▶ _Questions to answer_:
(a) From the passage on OSHA's silica rule, copy word for word the section from "In March 2016, the" up to and including "hazardous to workers.".
(b) Using the passage on OSHA's silica rule, explain in one to three sentences why breathing respirable crystalline silica is harmful to workers.
(c) Pick up the passage on OSHA's silica rule after its last sentence and write the next few sentences.

OSHA’s Ruling to Protect Workers from Respirable Crystalline Silica

In March 2016, the Occupational Health and Safety Administration (OSHA) issued a final rule to keep workers from breathing silica dust. Comprised of two standards — one for construction and another for general industry and maritime — the new rule is expected to save more than 600 lives and prevent more than 900 new instances of silicosis annually. It will also provide an estimated $7.7 billion in net benefits per year.

Composed of a variety of minerals — including soil, sand, and granite — quartz is the most common form of crystalline silica, followed by cristobalite and tridymite. All three types have the ability to become respirable when chipped, cut, drilled, or grinded, which is incredibly hazardous to workers.

Approximately 2.3 million workers are at risk for the harmful effects of exposure to respirable crystalline silica — including 2 million construction workers and 300,000 brick manufacturing, foundries, hydraulic fracturing, and other general industry workers — which has been categorized as a human lung carcinogen. Inhaling crystalline silica dust can cause silicosis, which is a potentially disabling or even fatal condition.

▶ _Data excerpt_:

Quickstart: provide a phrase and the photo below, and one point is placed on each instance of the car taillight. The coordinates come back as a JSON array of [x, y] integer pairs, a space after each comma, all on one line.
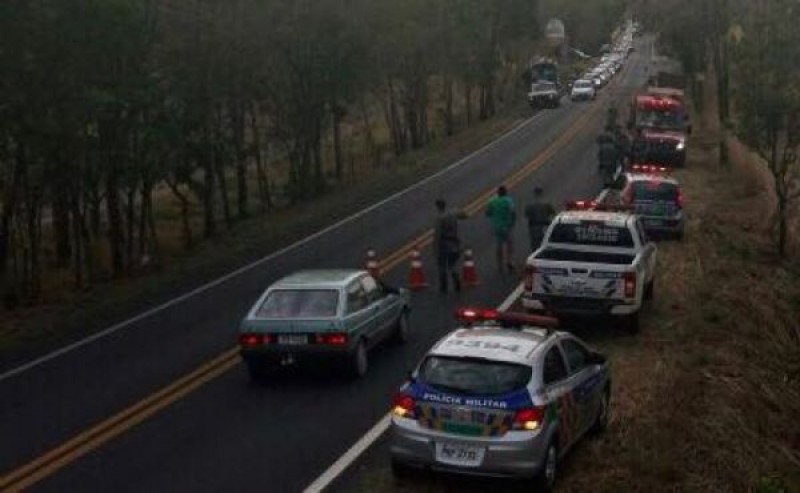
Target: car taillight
[[332, 339], [629, 281], [403, 405], [530, 275], [253, 340], [529, 419]]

▶ _Answers for the exercise_:
(a)
In March 2016, the Occupational Health and Safety Administration (OSHA) issued a final rule to keep workers from breathing silica dust. Comprised of two standards — one for construction and another for general industry and maritime — the new rule is expected to save more than 600 lives and prevent more than 900 new instances of silicosis annually. It will also provide an estimated $7.7 billion in net benefits per year.

Composed of a variety of minerals — including soil, sand, and granite — quartz is the most common form of crystalline silica, followed by cristobalite and tridymite. All three types have the ability to become respirable when chipped, cut, drilled, or grinded, which is incredibly hazardous to workers.

(b) Respirable crystalline silica has been categorized as a human lung carcinogen. Inhaling its dust can also cause silicosis, a condition that can be disabling or even fatal.

(c)
Key Terms of the New OSHA Rule

Both standards of this new rule take effect on June 23, 2016 and industries have one to five years to comply with most of the requirements. Some of the highlights of the rule include:

  • Lowering the permissible exposure limit (PEL) for respirable crystalline silica to 50 micrograms per cubic meter of air — averaged across the span of an 8-hour shift.
  • Requiring employers to use engineering controls to limit worker exposure to the PEL, providing respirators to workers when engineering controls are unable to sufficiently limit exposure, reducing worker access to areas of high exposure, and devising a written exposure control plan — including offering medical exams to workers with high exposure rates and providing training on the risks of silica and ways to keep exposure to a minimum.
  • Providing medical exams to closely observe the health of workers with high silica exposure rates and offering information on their lung health.
  • Offering flexibility to assist employers of all sizes — particularly smaller businesses —in protecting workers from exposure to silica.